- [EXERCISE DETAILS]: Every line of the entries below from the one containing "Each instance of the wooden wall" to the one containing "Each instance of the human", both ends included, must be written out exactly. No other line belongs in the answer.

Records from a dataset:
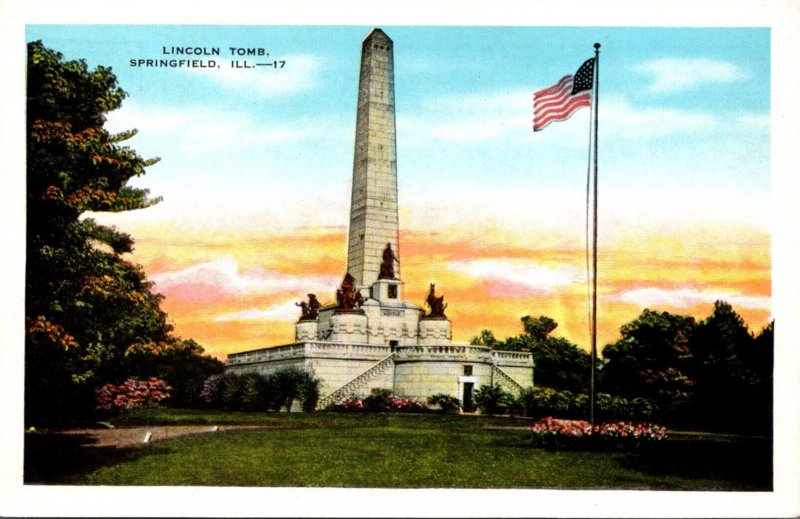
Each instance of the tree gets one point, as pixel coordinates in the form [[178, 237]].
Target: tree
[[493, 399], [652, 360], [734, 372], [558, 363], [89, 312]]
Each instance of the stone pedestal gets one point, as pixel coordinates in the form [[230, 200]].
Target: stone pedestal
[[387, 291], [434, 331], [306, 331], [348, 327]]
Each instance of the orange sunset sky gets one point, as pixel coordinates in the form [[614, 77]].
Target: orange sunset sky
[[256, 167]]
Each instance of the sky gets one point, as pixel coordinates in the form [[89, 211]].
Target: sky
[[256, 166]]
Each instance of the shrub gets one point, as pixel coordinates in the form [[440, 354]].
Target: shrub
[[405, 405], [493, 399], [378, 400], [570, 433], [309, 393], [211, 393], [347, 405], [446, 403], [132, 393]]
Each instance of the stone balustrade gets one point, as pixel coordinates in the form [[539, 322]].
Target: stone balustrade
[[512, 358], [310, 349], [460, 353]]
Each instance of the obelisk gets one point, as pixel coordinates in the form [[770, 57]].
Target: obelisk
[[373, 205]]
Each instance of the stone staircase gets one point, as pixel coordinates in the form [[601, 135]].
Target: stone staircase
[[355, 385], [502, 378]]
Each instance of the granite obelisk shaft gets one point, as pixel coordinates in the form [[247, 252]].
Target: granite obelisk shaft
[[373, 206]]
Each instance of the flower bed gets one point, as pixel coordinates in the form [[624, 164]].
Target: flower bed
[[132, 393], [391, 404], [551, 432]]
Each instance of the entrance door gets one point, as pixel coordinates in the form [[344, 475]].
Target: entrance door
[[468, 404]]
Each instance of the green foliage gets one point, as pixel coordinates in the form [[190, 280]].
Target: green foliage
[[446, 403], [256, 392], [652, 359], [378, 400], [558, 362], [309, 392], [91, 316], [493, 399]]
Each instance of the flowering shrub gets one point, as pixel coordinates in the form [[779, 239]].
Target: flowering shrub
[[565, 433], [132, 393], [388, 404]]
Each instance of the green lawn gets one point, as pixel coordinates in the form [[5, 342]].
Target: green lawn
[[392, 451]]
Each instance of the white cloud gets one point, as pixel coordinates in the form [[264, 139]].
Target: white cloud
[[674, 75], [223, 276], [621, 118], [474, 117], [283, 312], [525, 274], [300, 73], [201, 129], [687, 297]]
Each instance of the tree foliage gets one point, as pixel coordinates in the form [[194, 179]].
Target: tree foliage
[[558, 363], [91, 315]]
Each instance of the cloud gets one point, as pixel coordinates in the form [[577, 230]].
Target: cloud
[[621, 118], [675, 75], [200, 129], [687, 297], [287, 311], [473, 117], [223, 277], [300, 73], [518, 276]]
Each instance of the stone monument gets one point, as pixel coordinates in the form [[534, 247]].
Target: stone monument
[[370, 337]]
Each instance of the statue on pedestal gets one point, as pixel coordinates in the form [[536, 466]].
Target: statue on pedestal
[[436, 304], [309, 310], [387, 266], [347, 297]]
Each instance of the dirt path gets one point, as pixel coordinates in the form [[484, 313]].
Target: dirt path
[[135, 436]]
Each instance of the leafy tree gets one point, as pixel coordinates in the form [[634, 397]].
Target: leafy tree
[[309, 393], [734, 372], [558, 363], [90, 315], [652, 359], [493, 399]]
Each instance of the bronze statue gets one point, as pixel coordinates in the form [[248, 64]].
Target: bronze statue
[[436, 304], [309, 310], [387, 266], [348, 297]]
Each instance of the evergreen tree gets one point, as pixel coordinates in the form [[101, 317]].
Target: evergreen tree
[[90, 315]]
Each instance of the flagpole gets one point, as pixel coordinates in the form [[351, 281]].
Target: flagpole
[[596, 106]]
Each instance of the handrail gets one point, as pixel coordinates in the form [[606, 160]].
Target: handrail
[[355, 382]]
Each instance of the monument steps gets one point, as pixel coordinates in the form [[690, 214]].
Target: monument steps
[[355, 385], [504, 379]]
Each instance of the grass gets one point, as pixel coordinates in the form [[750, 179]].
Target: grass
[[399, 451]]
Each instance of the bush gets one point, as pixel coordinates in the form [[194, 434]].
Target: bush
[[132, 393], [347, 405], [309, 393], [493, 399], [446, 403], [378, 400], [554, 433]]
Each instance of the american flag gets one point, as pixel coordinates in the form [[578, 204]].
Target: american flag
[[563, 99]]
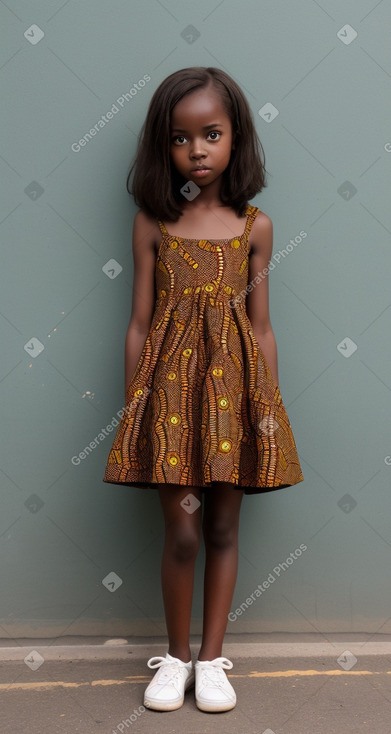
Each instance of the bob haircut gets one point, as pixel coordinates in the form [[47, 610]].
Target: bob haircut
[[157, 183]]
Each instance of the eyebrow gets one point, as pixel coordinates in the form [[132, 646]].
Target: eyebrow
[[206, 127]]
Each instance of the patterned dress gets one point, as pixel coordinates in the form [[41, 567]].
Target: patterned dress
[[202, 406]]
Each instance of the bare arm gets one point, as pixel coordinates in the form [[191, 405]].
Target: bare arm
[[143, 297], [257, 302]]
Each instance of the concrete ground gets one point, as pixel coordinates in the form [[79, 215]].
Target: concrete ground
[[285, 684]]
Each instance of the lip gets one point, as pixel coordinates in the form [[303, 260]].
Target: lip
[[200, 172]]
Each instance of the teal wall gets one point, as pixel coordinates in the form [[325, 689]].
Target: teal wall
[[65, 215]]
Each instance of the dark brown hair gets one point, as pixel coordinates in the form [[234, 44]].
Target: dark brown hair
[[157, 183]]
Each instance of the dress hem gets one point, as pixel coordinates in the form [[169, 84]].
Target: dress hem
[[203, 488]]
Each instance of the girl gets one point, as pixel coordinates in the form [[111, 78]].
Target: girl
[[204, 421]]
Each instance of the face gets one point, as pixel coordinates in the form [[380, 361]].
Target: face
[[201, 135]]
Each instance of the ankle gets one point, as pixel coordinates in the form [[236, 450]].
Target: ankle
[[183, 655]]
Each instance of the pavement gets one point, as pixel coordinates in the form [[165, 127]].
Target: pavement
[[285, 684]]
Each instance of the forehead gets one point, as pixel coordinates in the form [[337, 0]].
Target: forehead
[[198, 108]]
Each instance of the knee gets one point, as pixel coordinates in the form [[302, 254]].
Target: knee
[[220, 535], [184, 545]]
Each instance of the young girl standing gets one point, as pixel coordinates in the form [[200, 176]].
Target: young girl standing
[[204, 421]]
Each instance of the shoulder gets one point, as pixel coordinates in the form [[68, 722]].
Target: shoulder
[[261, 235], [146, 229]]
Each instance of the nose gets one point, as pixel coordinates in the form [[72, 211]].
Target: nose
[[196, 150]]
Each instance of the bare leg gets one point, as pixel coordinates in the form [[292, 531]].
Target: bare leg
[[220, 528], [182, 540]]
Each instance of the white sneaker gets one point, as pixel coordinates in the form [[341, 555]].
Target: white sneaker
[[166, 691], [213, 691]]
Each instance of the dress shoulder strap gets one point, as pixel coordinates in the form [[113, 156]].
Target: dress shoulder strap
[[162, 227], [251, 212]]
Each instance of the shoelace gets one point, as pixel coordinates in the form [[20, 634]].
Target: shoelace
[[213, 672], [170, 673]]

---

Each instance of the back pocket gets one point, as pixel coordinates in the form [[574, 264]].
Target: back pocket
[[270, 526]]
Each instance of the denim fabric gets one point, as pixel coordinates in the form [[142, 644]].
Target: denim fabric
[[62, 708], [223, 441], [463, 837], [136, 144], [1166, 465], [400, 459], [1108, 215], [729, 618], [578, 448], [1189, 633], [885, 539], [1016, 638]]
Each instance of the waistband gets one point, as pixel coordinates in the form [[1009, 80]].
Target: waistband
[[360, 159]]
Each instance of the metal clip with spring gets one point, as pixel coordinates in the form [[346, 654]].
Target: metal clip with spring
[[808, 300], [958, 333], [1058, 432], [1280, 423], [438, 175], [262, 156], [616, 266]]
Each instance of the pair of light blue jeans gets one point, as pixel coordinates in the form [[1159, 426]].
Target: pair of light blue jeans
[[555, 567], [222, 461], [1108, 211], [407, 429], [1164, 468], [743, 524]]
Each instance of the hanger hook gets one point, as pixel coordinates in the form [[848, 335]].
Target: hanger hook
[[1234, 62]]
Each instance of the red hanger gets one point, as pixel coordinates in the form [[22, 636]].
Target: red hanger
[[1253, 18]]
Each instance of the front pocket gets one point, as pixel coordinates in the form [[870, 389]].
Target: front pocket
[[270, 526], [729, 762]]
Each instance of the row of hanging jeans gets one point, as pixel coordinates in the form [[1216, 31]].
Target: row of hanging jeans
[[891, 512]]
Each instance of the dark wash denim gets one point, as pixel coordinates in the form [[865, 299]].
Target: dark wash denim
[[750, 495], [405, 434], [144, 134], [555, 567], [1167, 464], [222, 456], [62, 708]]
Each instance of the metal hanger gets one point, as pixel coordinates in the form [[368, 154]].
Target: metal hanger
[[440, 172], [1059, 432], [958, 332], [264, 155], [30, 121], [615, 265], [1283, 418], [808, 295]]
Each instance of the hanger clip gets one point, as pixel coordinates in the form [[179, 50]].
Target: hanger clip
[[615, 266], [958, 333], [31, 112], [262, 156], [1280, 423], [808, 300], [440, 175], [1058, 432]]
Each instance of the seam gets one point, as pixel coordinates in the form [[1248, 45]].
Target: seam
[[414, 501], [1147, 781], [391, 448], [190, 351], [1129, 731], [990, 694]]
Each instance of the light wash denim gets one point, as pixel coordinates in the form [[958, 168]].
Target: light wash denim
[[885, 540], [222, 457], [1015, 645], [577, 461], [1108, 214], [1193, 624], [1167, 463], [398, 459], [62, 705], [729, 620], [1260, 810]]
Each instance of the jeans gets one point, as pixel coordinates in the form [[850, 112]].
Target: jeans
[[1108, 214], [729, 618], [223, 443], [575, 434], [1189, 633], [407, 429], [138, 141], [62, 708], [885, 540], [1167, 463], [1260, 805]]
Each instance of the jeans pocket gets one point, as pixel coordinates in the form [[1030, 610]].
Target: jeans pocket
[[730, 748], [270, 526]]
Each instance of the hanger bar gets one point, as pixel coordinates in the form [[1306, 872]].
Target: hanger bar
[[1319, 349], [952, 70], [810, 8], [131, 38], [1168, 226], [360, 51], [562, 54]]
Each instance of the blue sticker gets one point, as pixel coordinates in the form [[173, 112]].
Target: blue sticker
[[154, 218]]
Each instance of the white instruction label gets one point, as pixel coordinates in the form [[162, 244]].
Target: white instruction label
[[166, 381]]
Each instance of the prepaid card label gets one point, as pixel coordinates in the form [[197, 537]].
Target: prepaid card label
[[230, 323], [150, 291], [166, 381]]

==

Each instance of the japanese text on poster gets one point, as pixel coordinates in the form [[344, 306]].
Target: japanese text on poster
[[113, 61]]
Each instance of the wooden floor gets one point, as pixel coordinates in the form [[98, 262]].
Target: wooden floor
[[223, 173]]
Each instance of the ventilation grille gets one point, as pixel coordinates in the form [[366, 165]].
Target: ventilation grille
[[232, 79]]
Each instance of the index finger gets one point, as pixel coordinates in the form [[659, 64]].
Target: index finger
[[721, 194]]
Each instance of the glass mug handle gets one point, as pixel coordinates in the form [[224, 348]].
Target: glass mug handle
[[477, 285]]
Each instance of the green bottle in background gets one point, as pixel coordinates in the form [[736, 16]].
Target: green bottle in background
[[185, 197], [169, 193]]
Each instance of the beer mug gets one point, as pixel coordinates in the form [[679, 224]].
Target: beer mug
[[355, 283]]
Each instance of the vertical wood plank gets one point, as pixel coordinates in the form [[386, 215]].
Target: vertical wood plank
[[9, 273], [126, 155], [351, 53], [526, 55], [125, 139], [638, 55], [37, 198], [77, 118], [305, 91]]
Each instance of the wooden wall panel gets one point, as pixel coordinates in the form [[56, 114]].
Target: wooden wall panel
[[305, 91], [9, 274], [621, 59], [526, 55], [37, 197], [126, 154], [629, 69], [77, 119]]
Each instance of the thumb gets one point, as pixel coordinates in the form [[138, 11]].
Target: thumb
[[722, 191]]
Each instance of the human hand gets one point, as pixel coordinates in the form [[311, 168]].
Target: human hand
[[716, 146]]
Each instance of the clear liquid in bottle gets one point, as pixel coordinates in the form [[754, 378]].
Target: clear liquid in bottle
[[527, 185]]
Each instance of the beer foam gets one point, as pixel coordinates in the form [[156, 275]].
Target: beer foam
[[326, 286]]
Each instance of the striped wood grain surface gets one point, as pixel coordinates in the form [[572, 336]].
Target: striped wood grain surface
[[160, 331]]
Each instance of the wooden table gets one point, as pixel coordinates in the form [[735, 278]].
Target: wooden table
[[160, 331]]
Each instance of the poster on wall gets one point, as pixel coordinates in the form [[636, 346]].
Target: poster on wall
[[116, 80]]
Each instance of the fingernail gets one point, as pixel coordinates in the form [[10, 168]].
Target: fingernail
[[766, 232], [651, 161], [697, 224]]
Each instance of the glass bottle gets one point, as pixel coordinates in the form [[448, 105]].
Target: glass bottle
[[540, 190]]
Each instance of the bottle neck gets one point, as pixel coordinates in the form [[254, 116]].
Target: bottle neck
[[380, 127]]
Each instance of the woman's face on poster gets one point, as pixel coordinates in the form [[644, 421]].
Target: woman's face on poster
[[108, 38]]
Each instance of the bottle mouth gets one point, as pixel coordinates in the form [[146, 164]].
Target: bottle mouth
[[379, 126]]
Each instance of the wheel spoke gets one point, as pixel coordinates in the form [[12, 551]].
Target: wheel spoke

- [RESPONSE FOR THIS EXERCISE]:
Each instance of the wooden wall panel gets one point, as pixel coordinates in the form [[56, 114]].
Target: wooden wall panel
[[305, 91], [9, 274], [621, 59], [526, 55], [37, 197], [126, 154], [629, 69], [77, 119]]
Each instance of the thumb gets one point, as pixel coordinates in the form [[138, 11]].
Target: thumb
[[722, 191]]
Each instance of the human hand gets one point, as pixel coordinates in the form [[311, 168]].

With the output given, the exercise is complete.